» **Source text**:

──────

# Whats used for outside corners on fiber cement siding?



## 747 (Feb 11, 2005)

You could do a compound miter cut to make it look sweet. However this is labor intensive and only a skilled guy could pull it off. Where they meet each would be a compound miter cut.


----------



## joecaption (Nov 30, 2011)

I gave up long ago on trying to use the James Harddee 5/4 trim. 1/2 the time it brakes before I can get it to the job. Hard to fasthen. Leaves a seam.
I use Vinyl premade outside corners with the dato already made into them.
Not cheap but no seam, never broke one.
Any real siding supply will have them.


----------



## DukeLewis87 (Mar 27, 2013)

http://www.menards.com/main/buildin...-outside-pvc-corner-trim/p-1730105-c-5824.htm 

10' Outside Pvc Corner

Is that what is used for outside + inside???


----------



## woodworkbykirk (Sep 25, 2011)

no one mitres harti plank it cant take abuse. its too brittle. .you need a corner post

for the corner you can do it with vinyl corner posts. or butt it into 2x stock or 5/4 stock at your corners along with trim around windows and doors if the brickmould is 1" thick or less. you have to have a minimum of 1 1/4" stock in order to have a proper edge to caulk to


----------



## DukeLewis87 (Mar 27, 2013)

I plan to have a 4" trim board on the top. I've looked into vinyl outside corners. How would you make that match the white trim board.. Vinyl vrs fiber cement trim

When your talking about butting it into. Your meaning having 5/4 trim board. 1 of the 2 ripped so it doesn't have to be mitered. Same with inside corners?


----------



## joecaption (Nov 30, 2011)

Why would you use any Hardee trim? Just use vinyl.
I just can not imagine trying to mitre long pieces of vinyl.
It's hard on a blade, as the blade heats up it's going to wobble and the cuts going to want to wander off.


----------



## 747 (Feb 11, 2005)

Go with the metal outside corner trim. Not the plastic or vinyl or whatever its made out of. You can chip it when mowing the lawn. I did had to replace it.


----------



## MJ Force (Jan 1, 2013)

No one mentioned Real Corner. I think it's like a Coneface product. The picture shows the basic corner however the ones for Hardie come with datto edges and are slightly thicker. 



















Regarding a 4" trim board along the top to finish the edge. IMO go with 3"(2 1/2") instead. 4" is too bulky and shows the angle too much.


----------



## Nailbags (Feb 1, 2012)

5/4 primed spruce.


----------



## MJ Force (Jan 1, 2013)

Nailbags said:


> 5/4 primed spruce.


If your talking about the Coneface product...I'm not sure if its spruce? It feels harder than spruce. Like Hemloch almost. Smells like Hemloch too.


----------

──────

» **Data supplied**:

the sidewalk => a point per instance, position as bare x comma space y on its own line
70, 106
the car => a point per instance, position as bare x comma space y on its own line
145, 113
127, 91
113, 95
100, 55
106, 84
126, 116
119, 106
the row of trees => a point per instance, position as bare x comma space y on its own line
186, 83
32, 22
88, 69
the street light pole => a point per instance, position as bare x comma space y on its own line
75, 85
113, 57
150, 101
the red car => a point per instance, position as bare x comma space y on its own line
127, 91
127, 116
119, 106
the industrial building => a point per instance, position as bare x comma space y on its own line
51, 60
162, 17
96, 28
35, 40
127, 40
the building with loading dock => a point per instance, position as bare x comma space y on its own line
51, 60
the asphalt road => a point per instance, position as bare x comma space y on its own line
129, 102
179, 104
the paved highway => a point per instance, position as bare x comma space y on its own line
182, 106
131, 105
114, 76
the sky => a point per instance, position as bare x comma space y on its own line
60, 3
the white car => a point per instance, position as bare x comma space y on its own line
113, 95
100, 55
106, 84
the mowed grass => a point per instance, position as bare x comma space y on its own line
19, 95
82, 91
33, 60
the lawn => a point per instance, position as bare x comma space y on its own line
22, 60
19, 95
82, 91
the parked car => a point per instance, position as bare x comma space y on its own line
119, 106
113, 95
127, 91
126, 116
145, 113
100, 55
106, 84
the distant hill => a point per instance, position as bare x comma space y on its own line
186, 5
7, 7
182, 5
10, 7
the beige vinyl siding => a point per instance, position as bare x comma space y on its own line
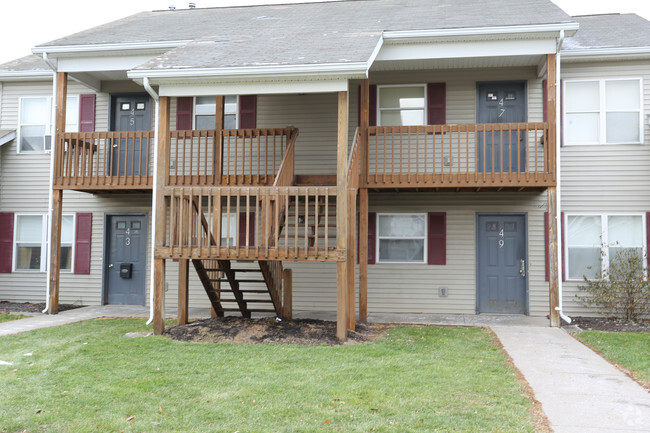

──────

» **Directives**:
A - Summarize the thread in two sentences.
B - Reproduce the part of the thread that begins at the words "I gave up long" and stop after "made into them.".
Base your answers on the thread alone.

» **Solved tasks**:
A - Posters suggest several ways to handle outside corners on fiber cement siding, including compound miter cuts, vinyl premade corners, metal corner trim, Real Corner, 5/4 primed spruce, and corner posts or 2x or 5/4 stock for the siding to butt into. They also point out drawbacks: the fiber cement trim and plank are brittle and break, vinyl corners can chip when mowing, and mitering long vinyl pieces is hard on a blade.

B -
I gave up long ago on trying to use the James Harddee 5/4 trim. 1/2 the time it brakes before I can get it to the job. Hard to fasthen. Leaves a seam.
I use Vinyl premade outside corners with the dato already made into them.